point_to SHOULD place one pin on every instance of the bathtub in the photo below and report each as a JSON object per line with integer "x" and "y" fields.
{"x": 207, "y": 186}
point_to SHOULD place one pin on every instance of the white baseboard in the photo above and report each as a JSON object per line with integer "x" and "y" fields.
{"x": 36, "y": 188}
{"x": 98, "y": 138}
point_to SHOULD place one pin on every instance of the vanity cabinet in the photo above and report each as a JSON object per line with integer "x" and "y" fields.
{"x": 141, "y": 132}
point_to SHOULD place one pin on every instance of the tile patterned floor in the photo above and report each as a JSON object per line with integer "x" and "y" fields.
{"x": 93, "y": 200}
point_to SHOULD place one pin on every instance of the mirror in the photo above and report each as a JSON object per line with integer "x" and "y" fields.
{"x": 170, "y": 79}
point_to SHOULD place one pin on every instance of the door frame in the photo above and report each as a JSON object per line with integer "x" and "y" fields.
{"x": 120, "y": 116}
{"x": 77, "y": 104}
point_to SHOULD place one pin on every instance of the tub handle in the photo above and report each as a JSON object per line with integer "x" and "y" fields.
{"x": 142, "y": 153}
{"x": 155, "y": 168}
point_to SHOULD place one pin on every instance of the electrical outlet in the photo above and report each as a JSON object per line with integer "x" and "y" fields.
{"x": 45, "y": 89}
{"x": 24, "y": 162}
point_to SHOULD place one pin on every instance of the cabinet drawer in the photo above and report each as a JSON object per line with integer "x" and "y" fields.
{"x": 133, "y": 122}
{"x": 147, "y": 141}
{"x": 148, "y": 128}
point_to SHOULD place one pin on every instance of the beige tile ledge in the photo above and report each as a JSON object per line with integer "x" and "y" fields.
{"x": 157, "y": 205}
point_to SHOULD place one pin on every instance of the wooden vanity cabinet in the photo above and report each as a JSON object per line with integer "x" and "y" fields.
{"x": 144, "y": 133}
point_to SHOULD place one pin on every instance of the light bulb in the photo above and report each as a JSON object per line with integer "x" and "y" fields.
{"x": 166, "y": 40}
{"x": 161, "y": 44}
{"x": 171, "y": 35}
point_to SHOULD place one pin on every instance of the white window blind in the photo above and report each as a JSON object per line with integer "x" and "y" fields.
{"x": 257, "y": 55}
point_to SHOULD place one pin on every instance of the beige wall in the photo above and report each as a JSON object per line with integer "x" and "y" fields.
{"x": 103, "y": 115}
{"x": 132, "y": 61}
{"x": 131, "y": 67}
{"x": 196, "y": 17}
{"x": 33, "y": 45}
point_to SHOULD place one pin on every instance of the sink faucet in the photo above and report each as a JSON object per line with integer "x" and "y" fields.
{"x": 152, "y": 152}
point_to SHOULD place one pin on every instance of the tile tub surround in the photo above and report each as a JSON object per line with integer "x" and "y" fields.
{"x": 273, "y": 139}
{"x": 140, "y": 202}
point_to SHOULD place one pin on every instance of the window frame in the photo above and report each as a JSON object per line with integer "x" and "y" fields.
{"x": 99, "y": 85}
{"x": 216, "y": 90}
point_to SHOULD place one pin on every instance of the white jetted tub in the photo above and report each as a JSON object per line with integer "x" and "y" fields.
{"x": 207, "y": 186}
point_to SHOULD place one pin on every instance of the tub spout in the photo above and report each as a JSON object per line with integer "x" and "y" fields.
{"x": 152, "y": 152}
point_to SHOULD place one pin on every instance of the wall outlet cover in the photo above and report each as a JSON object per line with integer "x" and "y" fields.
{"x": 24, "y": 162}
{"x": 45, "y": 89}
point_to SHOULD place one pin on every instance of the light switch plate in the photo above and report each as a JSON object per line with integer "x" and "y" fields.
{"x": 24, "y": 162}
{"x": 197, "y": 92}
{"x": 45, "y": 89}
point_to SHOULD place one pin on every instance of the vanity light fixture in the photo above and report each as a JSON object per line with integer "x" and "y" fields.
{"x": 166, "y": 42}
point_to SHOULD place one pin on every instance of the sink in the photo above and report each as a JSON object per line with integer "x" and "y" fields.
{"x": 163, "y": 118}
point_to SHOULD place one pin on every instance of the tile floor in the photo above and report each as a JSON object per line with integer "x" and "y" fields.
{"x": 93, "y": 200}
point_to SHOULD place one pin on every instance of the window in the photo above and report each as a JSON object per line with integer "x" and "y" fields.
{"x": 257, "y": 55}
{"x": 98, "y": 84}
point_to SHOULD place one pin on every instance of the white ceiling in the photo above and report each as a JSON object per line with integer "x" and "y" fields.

• _TASK DIRECTIONS_:
Return precisely the lines of the records, starting with the line that holds "point_to SHOULD place one pin on every instance of the wall" and ending with the last one.

• _RESULT OF THIS TASK_:
point_to SHOULD place one pin on every instance of the wall outlet cover in the photo above and report each as a JSON object per line with integer "x" and "y" fields.
{"x": 24, "y": 162}
{"x": 45, "y": 89}
point_to SHOULD place one pin on every instance of the light switch plate in the photo above and report each as a JSON object per line with integer "x" and "y" fields.
{"x": 24, "y": 162}
{"x": 197, "y": 92}
{"x": 45, "y": 89}
point_to SHOULD place one pin on every instance of the vanity light fixture in the photo above and report each as a JSON object per line with integer "x" and "y" fields.
{"x": 166, "y": 42}
point_to SHOULD place one pin on every instance of the sink in the photo above and report each as a JSON object per line with integer "x" and "y" fields.
{"x": 163, "y": 118}
point_to SHOULD place one pin on every instance of the tile floor in the photo above and report each as a JSON object per line with integer "x" and "y" fields.
{"x": 93, "y": 200}
point_to SHOULD place one pin on every instance of the window in the photo above and report each as a JSON object per line with integer "x" and "y" fields.
{"x": 257, "y": 55}
{"x": 98, "y": 84}
point_to SHOULD place one pin on every instance of the white ceiling in the photo above and report each as a JSON object per line with integer "x" and "y" fields.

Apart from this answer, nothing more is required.